> [Exercise]: Express these lines as a JSON list of strings, with one string per line and blank lines omitted.

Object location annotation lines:
___

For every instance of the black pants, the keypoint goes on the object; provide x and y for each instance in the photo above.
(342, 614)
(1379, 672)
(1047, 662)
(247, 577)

___

> [Final result]:
[
  "For every instance of the black pants, the keypoint goes on the object; provide x and y for each instance in the photo above.",
  "(342, 614)",
  "(1379, 672)",
  "(1047, 662)",
  "(247, 577)"
]